■ THE TASK
Can you rewrite every line of the records below as a Markdown table with the columns "No." and "Text", skipping blank lines and leaving the pictures out?

··· AVAILABLE DATA

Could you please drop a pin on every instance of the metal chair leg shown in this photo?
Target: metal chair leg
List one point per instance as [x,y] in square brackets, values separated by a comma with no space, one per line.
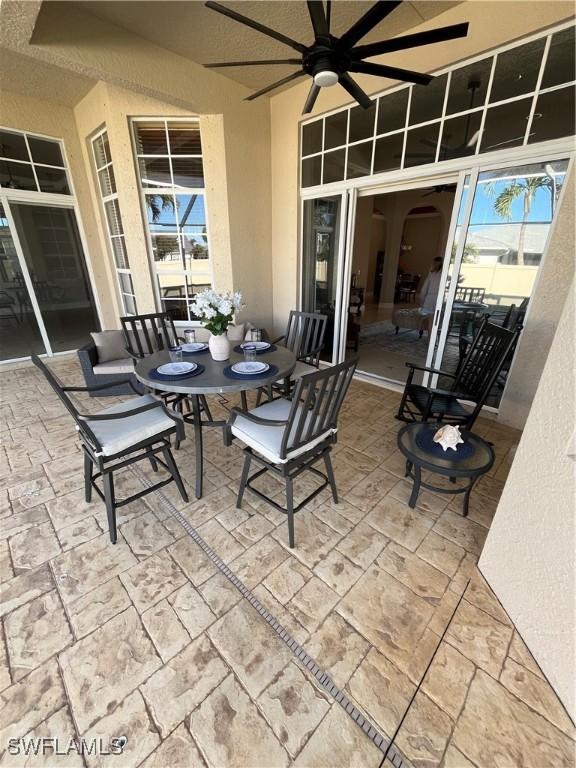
[330,475]
[87,478]
[110,499]
[243,479]
[290,511]
[205,407]
[169,459]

······

■ REPLY TO THE TASK
| No. | Text |
|---|---|
| 1 | Could you please drop a pin on every instance of the metal chair leg shown in this photo? |
| 2 | Target: metal chair leg |
| 3 | List one point per instance as [x,y] in square brackets, values separated by a comma with no space, one per line. |
| 4 | [330,475] |
| 5 | [87,478] |
| 6 | [110,499] |
| 7 | [243,479] |
| 8 | [290,511] |
| 9 | [205,407] |
| 10 | [169,459] |